Output every one of the records below word for word, line by line.

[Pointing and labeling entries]
— BEGIN —

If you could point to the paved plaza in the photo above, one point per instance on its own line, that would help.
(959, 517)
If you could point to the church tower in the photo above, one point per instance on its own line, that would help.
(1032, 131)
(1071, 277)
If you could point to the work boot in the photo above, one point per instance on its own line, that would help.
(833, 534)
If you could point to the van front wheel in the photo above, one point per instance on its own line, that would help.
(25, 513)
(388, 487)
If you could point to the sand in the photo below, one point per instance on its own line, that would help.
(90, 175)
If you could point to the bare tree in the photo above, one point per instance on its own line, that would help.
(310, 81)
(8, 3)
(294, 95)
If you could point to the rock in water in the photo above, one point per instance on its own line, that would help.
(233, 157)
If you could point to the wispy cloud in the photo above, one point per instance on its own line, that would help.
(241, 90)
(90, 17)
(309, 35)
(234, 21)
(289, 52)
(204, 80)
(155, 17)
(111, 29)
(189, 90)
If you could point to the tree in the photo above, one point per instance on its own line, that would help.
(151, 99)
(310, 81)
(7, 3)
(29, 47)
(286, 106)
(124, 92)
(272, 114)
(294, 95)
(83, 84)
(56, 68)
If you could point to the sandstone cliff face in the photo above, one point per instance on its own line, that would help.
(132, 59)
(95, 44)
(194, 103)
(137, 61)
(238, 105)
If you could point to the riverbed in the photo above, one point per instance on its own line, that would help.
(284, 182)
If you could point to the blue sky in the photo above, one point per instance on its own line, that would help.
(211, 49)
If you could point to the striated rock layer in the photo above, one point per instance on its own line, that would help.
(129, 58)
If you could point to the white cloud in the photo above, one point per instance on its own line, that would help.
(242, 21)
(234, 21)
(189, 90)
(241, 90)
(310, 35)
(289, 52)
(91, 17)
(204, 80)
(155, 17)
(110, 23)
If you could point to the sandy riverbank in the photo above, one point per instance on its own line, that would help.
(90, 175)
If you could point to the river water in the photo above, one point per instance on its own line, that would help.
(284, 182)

— END —

WORKED SOLUTION:
If you could point to the paved plaza in the photo above, one point per instance on its own line, that would help.
(959, 517)
If you could point to the church tower in the photo above, one point per instance on its own line, that would help.
(1032, 131)
(1071, 277)
If you could point to the work boot in the photo above, one point per instance on its own line, that would help.
(833, 534)
If you could point to the van front wheel in the photo above, one point per instance on its own line, that would help.
(25, 513)
(388, 487)
If you could point to the sand in the photo below, one point per instance on its own line, that would help.
(90, 175)
If you could point to the bare tree in the photo above, one point per instance on its own line, that would help.
(310, 81)
(8, 3)
(294, 95)
If you could point to the rock in water in the photo above, one point per instance on its own line, that would help.
(233, 157)
If you could point to the wispy cloud in the photo above, one point per instance on its own line, that would help.
(241, 90)
(90, 17)
(309, 35)
(234, 21)
(289, 52)
(204, 80)
(155, 17)
(111, 29)
(189, 90)
If you could point to the tree in the photo above, one point per instance on its own line, that would help.
(151, 99)
(310, 81)
(7, 3)
(29, 47)
(286, 106)
(124, 92)
(272, 114)
(294, 95)
(83, 84)
(56, 68)
If you could point to the sandstone cliff face in the photo above, one point per instance on its own line, that would help.
(132, 59)
(95, 44)
(194, 103)
(137, 61)
(238, 105)
If you could point to the riverbed in the photo above, one point per instance on its own line, that would help.
(284, 182)
If you could point to the blue sky in the photo above, one point per instance on its own line, that would help.
(211, 49)
If you could point to the striated rock layer in the photo above, one point per instance on its own line, that would help.
(129, 58)
If you could point to the white cloud in the photo above, one point per instance on its own line, that would help.
(242, 21)
(234, 21)
(189, 90)
(241, 90)
(310, 35)
(289, 52)
(91, 17)
(204, 80)
(155, 17)
(110, 23)
If you could point to the sandy riverbank in the photo above, one point per instance on its own line, that would help.
(90, 175)
If you could point to the river water in the photo above, one point per instance on its own line, that would help.
(284, 182)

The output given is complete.